(Extracted data entries)
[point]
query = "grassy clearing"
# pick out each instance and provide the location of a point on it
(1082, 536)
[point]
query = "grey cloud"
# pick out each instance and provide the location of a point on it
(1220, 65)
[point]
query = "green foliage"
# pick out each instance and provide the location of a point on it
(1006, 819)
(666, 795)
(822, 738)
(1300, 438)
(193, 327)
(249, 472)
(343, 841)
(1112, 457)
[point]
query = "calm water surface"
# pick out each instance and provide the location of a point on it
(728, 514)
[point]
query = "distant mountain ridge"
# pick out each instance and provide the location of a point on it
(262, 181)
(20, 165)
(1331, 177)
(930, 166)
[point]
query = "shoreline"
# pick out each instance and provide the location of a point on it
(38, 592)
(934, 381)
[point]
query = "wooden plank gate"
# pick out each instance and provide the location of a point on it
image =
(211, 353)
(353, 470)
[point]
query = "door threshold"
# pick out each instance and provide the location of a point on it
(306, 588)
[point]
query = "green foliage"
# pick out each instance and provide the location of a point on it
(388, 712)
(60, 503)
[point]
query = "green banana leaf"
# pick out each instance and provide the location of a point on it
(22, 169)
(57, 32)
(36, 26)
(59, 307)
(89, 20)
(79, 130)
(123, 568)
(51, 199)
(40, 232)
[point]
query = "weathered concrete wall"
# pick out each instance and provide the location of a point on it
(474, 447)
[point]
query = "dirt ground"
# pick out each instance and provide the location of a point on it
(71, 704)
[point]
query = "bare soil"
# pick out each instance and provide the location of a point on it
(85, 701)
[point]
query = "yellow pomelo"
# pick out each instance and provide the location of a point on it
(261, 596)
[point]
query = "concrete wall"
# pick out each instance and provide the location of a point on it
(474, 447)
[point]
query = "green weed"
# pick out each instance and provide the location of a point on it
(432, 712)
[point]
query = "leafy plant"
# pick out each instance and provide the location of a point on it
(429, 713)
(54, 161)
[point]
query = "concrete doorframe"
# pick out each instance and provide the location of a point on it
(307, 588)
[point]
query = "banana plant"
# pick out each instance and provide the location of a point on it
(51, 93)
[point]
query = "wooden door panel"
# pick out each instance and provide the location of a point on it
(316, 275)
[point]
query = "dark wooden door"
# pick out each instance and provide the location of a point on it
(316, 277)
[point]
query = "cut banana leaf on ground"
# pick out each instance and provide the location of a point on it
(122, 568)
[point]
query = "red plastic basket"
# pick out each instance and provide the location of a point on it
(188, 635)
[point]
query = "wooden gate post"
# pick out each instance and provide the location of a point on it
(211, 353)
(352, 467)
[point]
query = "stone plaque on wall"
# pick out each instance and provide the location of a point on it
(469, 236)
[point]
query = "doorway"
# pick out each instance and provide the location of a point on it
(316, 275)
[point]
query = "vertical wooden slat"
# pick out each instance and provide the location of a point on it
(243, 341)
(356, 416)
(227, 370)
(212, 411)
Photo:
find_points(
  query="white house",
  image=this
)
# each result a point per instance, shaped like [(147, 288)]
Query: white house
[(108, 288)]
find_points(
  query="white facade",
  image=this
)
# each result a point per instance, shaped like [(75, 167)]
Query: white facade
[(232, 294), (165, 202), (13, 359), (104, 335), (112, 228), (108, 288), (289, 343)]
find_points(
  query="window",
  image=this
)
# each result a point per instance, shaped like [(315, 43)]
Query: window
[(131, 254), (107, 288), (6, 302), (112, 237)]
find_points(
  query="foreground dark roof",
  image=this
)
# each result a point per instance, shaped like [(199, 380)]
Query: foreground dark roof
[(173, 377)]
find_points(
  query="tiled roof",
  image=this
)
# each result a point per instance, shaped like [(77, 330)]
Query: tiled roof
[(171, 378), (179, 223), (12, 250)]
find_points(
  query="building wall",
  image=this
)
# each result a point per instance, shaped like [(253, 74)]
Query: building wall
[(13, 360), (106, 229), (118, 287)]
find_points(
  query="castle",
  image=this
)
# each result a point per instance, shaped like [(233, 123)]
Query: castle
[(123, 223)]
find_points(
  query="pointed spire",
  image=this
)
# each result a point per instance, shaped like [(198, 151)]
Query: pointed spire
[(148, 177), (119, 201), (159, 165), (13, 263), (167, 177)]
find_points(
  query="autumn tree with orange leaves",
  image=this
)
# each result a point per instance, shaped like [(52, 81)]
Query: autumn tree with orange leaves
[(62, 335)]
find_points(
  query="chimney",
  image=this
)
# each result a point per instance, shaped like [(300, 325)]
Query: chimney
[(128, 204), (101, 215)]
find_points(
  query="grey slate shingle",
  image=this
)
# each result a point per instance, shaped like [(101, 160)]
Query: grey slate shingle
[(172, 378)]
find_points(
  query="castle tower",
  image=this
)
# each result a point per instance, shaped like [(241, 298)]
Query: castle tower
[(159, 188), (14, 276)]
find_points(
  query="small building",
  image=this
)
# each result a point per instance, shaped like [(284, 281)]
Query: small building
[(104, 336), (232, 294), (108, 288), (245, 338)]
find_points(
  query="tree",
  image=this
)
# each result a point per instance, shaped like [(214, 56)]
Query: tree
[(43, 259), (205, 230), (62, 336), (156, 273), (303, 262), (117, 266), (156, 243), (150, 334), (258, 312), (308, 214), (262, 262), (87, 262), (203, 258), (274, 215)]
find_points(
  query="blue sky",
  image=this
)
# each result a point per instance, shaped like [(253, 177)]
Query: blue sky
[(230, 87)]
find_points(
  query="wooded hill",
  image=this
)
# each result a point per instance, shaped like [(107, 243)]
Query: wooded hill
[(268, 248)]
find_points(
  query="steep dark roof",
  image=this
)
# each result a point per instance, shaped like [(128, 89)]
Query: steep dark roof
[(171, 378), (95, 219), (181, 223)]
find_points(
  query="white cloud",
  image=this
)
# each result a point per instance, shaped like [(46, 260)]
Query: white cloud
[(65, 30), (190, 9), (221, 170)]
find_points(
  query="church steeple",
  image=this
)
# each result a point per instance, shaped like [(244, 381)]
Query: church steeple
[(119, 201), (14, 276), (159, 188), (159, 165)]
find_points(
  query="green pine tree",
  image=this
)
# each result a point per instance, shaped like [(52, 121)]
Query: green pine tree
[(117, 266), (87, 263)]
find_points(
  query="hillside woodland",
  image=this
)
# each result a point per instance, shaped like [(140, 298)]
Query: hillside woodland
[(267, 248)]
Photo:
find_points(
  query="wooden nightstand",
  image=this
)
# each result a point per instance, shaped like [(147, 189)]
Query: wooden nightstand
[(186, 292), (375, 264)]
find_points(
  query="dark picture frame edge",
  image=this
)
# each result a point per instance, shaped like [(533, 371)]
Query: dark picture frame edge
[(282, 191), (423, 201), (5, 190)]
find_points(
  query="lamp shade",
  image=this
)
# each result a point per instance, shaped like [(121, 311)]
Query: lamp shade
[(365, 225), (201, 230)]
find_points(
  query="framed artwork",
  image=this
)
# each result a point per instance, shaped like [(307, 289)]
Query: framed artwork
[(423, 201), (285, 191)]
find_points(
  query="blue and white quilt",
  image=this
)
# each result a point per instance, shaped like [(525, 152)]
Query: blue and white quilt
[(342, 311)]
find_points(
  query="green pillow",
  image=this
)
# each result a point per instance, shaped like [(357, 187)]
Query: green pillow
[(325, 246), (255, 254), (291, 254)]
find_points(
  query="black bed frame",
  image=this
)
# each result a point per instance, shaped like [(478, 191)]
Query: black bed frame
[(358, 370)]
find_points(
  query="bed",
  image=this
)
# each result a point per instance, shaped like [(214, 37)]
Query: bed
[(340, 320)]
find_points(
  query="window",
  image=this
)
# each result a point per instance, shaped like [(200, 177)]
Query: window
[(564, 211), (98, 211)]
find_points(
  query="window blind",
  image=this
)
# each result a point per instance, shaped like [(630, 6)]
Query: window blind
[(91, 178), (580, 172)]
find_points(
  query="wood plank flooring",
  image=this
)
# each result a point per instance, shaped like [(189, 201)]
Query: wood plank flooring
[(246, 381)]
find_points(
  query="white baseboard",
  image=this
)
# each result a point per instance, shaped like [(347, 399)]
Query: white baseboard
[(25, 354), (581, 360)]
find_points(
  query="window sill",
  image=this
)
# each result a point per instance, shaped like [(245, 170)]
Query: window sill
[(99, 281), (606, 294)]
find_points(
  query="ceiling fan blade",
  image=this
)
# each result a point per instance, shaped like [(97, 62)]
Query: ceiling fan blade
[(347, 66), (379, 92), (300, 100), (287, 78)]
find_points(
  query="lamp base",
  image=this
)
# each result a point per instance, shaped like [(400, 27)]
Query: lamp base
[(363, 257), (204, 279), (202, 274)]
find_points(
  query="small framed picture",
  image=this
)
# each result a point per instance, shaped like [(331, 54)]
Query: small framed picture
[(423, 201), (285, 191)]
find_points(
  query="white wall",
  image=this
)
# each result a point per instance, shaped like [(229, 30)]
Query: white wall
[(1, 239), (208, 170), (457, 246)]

Task to complete | Reproduce the items starting at the first one and ending at the line containing "(1112, 457)", swapping "grey cloud" for "storm cloud" and keeping everything else the same.

Full solution |
[point]
query = "grassy clearing"
# pick out each instance and provide the location of a point on it
(1082, 536)
[point]
query = "storm cloud"
# pick out each instance and provide the location of a point on it
(1220, 65)
[point]
query = "green foliage"
# pick out each instance and provide the location of a point on it
(1006, 819)
(666, 795)
(822, 738)
(1300, 438)
(193, 327)
(249, 472)
(343, 841)
(1112, 457)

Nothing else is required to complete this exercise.